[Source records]
★ ★ ★ ★ ★

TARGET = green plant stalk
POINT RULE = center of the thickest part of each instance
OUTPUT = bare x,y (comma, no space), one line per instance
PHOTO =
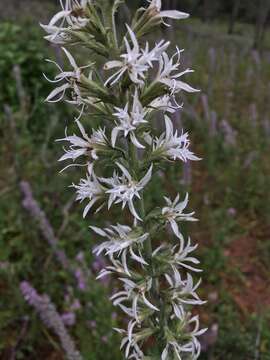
149,250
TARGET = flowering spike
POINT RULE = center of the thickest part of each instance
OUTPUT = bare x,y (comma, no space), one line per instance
157,286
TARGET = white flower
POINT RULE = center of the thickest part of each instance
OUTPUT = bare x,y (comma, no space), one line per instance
121,237
173,213
191,346
136,61
123,189
171,145
155,8
84,145
72,81
129,121
91,189
166,74
164,103
136,292
71,17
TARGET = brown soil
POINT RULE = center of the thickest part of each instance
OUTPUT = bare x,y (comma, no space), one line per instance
249,282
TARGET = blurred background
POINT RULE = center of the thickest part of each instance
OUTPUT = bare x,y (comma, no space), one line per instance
46,245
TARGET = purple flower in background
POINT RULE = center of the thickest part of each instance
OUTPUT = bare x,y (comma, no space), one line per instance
69,318
51,318
81,281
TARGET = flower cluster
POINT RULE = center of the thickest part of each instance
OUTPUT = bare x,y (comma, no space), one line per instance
123,96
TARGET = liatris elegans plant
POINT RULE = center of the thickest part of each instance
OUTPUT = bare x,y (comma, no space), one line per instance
125,90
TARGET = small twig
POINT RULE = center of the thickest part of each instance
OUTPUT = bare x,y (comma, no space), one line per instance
20,338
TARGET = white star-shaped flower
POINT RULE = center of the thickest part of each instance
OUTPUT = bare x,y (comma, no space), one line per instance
121,238
135,61
172,146
173,213
123,189
90,189
85,145
71,17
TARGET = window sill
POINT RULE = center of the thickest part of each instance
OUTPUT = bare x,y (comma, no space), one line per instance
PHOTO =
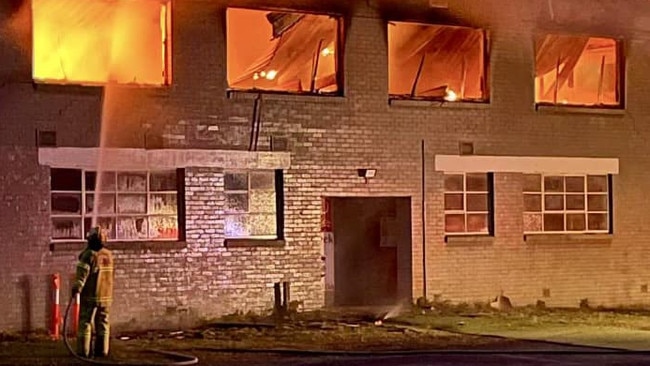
254,243
153,246
470,240
568,238
152,90
423,103
564,109
285,96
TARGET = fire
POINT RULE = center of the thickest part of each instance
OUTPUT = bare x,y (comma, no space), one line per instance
101,41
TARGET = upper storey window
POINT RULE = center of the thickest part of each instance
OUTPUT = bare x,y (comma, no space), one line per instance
283,51
437,62
101,41
578,71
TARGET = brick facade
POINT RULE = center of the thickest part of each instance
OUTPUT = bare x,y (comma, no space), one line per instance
329,139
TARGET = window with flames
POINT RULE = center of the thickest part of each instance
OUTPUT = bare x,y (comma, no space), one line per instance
283,51
578,71
438,62
95,42
129,206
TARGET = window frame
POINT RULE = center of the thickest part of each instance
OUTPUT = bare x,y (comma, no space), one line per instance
485,80
585,194
85,193
490,205
621,69
338,53
166,59
278,187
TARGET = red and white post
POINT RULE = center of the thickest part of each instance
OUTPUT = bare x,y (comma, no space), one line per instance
56,307
75,314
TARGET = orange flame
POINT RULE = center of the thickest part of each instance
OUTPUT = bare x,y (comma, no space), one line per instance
101,41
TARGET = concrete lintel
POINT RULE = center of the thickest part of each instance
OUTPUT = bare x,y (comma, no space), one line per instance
526,164
140,159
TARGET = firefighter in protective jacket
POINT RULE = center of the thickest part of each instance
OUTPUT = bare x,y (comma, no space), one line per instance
94,282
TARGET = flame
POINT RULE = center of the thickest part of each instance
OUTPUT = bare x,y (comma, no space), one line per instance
98,41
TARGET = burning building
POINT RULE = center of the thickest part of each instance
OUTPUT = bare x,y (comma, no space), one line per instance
365,153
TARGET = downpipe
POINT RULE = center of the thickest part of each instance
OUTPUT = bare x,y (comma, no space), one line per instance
183,358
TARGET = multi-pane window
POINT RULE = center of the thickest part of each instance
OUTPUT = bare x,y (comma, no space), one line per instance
283,51
98,41
467,203
575,70
438,62
250,207
129,206
554,203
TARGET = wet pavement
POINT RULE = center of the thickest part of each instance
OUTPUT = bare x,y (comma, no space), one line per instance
531,359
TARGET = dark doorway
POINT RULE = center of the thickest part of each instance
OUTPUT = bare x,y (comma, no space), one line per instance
372,251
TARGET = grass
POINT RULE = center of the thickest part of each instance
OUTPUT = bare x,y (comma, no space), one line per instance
322,330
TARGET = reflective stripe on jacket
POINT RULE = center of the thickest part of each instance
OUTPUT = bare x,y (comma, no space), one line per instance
95,276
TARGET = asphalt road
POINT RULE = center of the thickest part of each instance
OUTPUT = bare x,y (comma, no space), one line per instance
484,359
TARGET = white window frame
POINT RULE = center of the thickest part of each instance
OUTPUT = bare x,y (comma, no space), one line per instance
464,211
115,215
565,211
248,212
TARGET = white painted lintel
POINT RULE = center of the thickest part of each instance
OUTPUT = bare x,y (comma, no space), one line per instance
526,164
140,159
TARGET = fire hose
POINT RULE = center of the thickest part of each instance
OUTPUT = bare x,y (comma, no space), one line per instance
183,359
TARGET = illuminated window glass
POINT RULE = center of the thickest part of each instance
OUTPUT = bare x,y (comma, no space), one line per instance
580,71
250,207
97,42
282,51
437,62
129,206
577,204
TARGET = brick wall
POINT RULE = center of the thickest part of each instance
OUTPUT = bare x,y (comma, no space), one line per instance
329,139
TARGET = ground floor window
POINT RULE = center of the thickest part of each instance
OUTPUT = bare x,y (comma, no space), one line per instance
572,203
253,208
468,207
129,206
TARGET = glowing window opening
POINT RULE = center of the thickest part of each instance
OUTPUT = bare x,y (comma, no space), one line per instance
93,42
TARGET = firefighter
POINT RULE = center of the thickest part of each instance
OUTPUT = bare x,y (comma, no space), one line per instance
94,283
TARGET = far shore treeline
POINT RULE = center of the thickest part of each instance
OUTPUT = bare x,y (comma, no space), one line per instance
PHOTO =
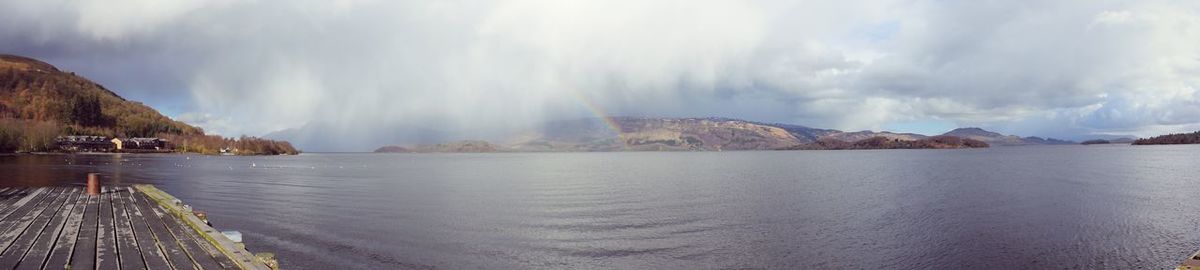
40,103
1177,138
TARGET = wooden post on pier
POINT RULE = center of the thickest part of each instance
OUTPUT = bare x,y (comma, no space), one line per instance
93,184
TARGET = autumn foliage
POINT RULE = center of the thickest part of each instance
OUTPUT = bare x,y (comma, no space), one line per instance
39,102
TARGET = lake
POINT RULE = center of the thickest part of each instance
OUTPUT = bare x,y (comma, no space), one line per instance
1099,207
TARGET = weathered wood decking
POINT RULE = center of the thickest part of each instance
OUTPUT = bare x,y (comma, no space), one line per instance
123,228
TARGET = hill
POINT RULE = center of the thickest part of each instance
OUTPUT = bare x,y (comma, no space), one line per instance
1177,138
39,102
451,147
655,133
625,133
936,142
1002,139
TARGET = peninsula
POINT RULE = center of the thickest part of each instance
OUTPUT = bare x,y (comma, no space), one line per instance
45,109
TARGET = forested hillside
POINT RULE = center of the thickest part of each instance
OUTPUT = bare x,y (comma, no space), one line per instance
40,102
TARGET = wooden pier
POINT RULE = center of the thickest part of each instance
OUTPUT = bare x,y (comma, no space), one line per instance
124,227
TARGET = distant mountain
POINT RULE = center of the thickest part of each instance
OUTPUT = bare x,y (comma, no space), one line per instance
1045,141
1122,141
655,133
868,135
624,133
804,133
1002,139
453,147
936,142
1177,138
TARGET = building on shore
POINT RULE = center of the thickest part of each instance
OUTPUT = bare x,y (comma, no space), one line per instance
84,143
141,144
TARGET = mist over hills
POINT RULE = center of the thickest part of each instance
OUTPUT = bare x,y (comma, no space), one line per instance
628,133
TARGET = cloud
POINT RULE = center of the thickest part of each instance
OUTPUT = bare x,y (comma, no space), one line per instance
378,72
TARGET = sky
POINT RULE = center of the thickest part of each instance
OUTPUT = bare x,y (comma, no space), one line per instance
351,75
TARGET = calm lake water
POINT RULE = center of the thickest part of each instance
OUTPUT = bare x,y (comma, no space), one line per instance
1101,207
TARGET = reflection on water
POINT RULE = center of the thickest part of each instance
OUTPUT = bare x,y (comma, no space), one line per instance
1039,207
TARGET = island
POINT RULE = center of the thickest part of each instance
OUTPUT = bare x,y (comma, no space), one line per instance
937,142
1177,138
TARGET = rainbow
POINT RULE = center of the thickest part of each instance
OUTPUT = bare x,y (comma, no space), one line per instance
599,112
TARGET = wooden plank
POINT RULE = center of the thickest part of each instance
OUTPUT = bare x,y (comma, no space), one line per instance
151,253
21,221
175,255
83,255
201,252
36,196
243,258
106,239
9,198
60,257
187,243
41,249
126,241
40,226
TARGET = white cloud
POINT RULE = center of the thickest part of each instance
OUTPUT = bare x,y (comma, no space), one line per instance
1030,67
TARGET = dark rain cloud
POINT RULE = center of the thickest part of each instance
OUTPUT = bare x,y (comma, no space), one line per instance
376,72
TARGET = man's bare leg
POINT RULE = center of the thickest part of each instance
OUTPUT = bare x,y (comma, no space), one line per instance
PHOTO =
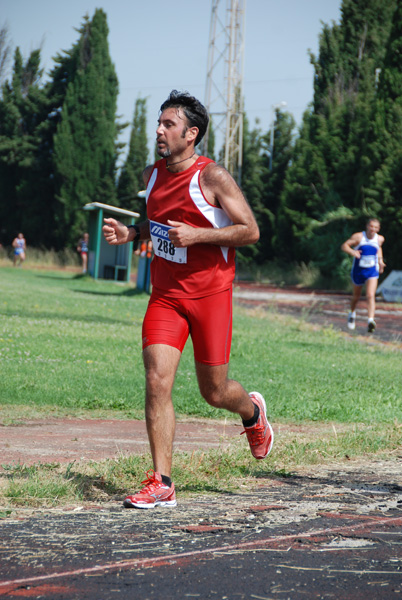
161,362
221,392
371,288
357,291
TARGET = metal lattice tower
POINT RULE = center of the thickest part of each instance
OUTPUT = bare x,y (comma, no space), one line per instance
224,86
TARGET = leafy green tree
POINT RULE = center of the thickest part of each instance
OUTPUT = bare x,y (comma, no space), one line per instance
325,192
130,180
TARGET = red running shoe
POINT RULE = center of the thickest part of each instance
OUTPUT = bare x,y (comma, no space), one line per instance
155,493
260,436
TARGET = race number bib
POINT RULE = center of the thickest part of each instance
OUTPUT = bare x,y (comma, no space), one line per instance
163,247
366,262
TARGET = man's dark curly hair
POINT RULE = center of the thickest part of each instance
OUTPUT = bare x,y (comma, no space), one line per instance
196,113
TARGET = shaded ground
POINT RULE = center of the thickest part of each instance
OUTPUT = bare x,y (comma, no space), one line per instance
332,533
326,532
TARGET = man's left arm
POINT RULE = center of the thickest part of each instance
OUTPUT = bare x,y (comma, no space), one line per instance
221,190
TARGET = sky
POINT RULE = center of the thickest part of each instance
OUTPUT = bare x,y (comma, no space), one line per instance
157,46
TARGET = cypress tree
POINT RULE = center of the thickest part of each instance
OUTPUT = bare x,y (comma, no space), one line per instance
23,107
130,180
84,144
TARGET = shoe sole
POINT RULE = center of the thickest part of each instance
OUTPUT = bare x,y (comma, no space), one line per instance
163,503
264,406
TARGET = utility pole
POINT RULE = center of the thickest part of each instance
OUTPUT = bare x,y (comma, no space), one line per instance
224,85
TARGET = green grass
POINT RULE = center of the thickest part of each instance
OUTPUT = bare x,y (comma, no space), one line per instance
218,471
71,344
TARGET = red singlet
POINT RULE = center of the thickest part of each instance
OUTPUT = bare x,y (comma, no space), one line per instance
192,287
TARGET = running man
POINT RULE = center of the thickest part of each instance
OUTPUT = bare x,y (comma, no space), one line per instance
197,215
368,263
19,245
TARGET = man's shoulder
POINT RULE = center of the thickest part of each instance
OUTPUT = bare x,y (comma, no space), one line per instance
215,173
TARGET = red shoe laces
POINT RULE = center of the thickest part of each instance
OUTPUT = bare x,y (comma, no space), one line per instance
151,482
255,434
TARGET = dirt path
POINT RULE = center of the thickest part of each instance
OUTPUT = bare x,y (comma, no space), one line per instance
324,532
65,440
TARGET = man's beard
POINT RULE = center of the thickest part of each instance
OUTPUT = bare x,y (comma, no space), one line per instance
163,153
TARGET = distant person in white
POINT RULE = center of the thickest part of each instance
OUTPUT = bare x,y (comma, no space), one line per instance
368,263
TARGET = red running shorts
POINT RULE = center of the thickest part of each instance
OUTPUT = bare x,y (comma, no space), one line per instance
207,320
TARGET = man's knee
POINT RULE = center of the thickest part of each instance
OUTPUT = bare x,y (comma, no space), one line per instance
211,393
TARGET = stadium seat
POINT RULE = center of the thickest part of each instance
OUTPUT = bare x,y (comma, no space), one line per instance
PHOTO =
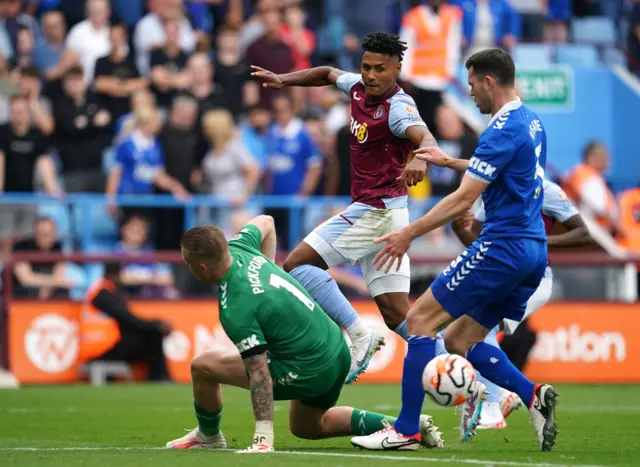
595,30
613,57
578,55
59,212
532,55
78,275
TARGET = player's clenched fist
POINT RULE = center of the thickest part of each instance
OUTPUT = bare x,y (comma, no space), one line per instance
270,79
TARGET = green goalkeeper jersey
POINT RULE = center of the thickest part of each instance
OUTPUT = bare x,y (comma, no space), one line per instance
264,308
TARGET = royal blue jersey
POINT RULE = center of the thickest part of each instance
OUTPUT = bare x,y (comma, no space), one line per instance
291,153
511,157
140,159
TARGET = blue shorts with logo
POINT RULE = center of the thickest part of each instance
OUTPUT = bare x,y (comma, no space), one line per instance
492,280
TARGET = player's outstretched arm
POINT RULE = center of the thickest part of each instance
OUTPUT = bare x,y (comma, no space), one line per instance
318,76
577,234
261,387
452,206
467,228
268,230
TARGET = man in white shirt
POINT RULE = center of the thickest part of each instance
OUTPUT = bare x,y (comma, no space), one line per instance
90,38
150,32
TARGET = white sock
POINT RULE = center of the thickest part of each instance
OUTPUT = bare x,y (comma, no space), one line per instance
357,330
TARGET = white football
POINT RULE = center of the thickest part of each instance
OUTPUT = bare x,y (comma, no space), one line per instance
449,379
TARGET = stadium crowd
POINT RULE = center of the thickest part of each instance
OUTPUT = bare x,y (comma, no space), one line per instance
138,97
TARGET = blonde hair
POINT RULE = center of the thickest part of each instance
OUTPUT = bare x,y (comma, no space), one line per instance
219,126
144,115
205,244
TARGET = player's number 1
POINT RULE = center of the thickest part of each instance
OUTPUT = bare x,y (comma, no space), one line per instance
280,283
539,172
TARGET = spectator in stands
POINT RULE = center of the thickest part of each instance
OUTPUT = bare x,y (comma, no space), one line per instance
295,162
633,38
233,74
117,77
15,19
229,170
487,24
127,123
301,40
458,142
204,89
586,186
81,134
23,153
254,133
36,279
30,87
270,52
431,61
139,165
150,33
90,38
533,14
50,55
134,339
254,28
364,16
24,49
558,16
143,279
168,66
180,145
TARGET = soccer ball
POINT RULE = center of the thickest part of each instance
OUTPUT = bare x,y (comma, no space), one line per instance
449,380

★ ★ ★ ★ ★

Check each line above for the string "shore" and copy the ones that have it.

§ ANSWER BOX
TARGET = far shore treeline
TARGET = building on shore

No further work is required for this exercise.